● **Exercise requirements**:
1. Please return the passage of the article on Never Take Candy from a Stranger between "Hammer Studios, home" and "at that time.", inclusive, word for word.
2. Answer these from the article on Never Take Candy from a Stranger:
(a) In what year was Hammer Studios originally founded?
(b) Which two Stanley Kramer films does the article name as exceptions to the rule?
(c) According to the film's disclaimer, in what country is the story set?
3. Extend the article on Never Take Candy from a Stranger, beginning after its final sentence.

● **Extracted text**:
## BEGIN

Predator on the Prowl

Hammer Studios, home to vampires, werewolves, mummies, Quatermass Xperiments, pirates….and child molesters? In 1960, the British film production company (originally founded in 1934), ventured into decidedly new territory from their usual formulaic mix of horror films, suspense thrillers and costume adventures. Never Take Candy from a Stranger (known as Never Take Sweets from a Stranger in the the U.K.) was Hammer’s attempt at a serious adult drama that addressed a controversial topic most major studios wouldn’t touch at that time.      

One has to admit that from a financial standpoint, social issue films rarely draw blockbuster crowds because the average moviegoer wants escapism from the movies, not disturbing reflections of real life or thought-provoking message films. There have been exceptions to the rule, of course, that are usually based on topicality and big name stars such as Stanley Kramer’s The Defiant Ones and On the Beach, but a film about child molestation in 1959 was not going to be an easy sell. Hammer Studios knew this and approached it in that light, designing one poster that proclaimed “The most challenging film of the decade…” with a pulp fiction-like cover drawing of a hesitant child pondering an outstretched hand holding candy and the gift giver depicted as a shadowy character in a trenchcoat.

French poster for the 1960 British film, NEVER TAKE CANDY FROM A STRANGER.

The film’s trailer was even more emphatic in its intent, opening with the scroll: “An extraordinary announcement from the management…This is the first time we have ever presented a story of this kind. Because it has been told so delicately we believe every adult will want to see it.” As for the film itself, a short disclaimer appeared at the head in case any Brit became concerned that this was an internal social problem in England alone: “This story – like its characters – is fictitious. It is set in Canada. But it could happen anywhere and it could be true.”

## END

● **Given records**:
## BEGIN

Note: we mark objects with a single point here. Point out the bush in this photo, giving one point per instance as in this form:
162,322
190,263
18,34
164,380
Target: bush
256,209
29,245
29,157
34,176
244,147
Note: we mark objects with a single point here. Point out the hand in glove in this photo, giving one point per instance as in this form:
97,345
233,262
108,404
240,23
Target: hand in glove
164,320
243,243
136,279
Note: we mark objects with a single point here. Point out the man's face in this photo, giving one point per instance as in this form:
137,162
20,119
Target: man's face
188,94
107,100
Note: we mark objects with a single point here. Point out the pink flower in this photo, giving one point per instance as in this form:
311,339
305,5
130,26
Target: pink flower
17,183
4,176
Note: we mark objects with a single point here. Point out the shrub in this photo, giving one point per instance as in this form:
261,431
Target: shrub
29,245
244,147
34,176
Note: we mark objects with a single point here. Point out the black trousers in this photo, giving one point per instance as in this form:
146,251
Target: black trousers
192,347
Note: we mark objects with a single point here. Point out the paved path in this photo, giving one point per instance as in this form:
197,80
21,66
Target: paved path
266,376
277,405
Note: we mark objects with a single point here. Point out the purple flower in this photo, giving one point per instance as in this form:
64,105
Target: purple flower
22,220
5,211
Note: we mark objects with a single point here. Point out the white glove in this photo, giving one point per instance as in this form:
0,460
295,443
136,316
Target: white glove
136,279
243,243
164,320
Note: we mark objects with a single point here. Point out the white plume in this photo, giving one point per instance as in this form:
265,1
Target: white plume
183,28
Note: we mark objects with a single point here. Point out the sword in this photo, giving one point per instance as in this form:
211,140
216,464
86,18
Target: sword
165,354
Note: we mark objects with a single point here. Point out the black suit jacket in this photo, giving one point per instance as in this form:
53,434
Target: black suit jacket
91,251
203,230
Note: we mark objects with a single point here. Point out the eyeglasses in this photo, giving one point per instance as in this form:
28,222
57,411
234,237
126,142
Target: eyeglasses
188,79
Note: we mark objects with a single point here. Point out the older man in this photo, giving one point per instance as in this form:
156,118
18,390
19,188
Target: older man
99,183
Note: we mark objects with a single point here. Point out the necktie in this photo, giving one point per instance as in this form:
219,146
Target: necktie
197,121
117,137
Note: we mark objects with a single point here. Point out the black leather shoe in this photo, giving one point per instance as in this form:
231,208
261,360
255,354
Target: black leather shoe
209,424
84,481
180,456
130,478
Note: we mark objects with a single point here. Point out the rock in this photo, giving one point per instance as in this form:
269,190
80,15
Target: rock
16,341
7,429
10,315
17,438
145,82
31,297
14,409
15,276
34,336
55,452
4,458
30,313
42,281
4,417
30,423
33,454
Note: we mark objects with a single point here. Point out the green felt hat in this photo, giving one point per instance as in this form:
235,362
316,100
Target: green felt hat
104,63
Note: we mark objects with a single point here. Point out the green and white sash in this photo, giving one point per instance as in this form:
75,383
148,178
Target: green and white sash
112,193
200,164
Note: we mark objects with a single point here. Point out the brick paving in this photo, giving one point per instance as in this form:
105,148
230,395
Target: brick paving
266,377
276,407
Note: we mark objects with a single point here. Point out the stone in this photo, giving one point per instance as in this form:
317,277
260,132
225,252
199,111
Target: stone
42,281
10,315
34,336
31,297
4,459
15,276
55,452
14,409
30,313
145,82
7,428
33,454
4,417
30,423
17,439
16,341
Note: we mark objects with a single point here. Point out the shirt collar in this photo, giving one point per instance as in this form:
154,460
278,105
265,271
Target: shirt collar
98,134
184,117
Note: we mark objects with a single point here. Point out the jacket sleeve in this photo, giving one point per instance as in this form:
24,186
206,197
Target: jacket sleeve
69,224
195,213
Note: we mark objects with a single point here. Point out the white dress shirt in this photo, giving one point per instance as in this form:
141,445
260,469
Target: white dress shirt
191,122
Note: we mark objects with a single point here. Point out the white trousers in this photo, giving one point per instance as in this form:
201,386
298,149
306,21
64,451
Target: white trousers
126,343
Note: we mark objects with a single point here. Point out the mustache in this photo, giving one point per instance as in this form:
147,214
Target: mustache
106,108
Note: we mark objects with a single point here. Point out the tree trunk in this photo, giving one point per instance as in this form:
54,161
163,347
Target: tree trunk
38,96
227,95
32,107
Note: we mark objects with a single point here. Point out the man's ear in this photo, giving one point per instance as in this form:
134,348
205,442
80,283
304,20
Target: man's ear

## END

● **Response list**:
1.
Hammer Studios, home to vampires, werewolves, mummies, Quatermass Xperiments, pirates….and child molesters? In 1960, the British film production company (originally founded in 1934), ventured into decidedly new territory from their usual formulaic mix of horror films, suspense thrillers and costume adventures. Never Take Candy from a Stranger (known as Never Take Sweets from a Stranger in the the U.K.) was Hammer’s attempt at a serious adult drama that addressed a controversial topic most major studios wouldn’t touch at that time.

2.
(a) 1934
(b) The Defiant Ones and On the Beach
(c) Canada

3.
Jean (Janina Faye, left) and Lucille (Frances Green) are frightened by what they see in NEVER TAKE CANDY FROM A STRANGER (1960).

Never Take Candy from a Stranger turned out to be a resounding box office failure, even though it featured a first rate cast of British character actors, several of them Hammer film regulars, Freddie Francis’s crisp, evocative black and white cinematography (he lensed it just prior to his Oscar-winning work in Sons and Lovers), Cyril Frankel’s taut direction and an intelligent screenplay by John Hunter (adapted from Roger Garis’s play, The Pony Cart). None of this seemed to make a difference because the movie-going public didn’t want to see a movie about a sex pervert with a thing for little girls. 

Beware of strange men offering treats! (A scene from the 1960 film NEVER TAKE CANDY FROM A STRANGER, released by Hammer Studios.

It also didn’t matter than the film was non-explicit in its visual depiction of the latter.It was simply the idea that most people found revolting but Hammer deserves credit and kudos for producing a frank and disturbing movie, a genuine horror film for adults “that could happen to anyone with children.” Occasionally it does become didactic in its cause and effect scenario of the accuser and the accused when they land in court and the film threatens to turn into a glorified A/V-classroom film of the fifties with a serious topic dramatized for maximum impact.

Overall though the final effect is chilling and the dénouement appropriately grim. Interestingly enough, another film about child molestation (also made in Great Britain) was released in 1961 – The Mark. This one focused instead on a former child molester trying to put his life back in order and was an unusually sympathetic treatment of the accused (Stuart Whitman received a Best Actor Oscar nomination for his performance). Never Take Candy from a Stranger offers a reverse viewpoint where the audience empathize completely with the victim and her family. The pedophile is also clearly presented as a suitable case for treatment and permanent lockup.

Never Take Candy from a Stranger immediately draws you in with a bucolic overhead view of two little girls playing on a rope swing deep in the forest. We soon realize we are seeing the little girls through the viewpoint of someone in a nearby house who has spotted them through his binoculars. The little girls, Jean (Janina Faye) and Lucille (Frances Green), interrupt their fun when one of them loses her purse in the tall grass. When Jean complains she can’t find her candy money, Lucille tells her, “I know where you can get candy for nothing” and leads her toward the mansion at the edge of the woods, setting up the creepy scenario that follows as the title sequence begins.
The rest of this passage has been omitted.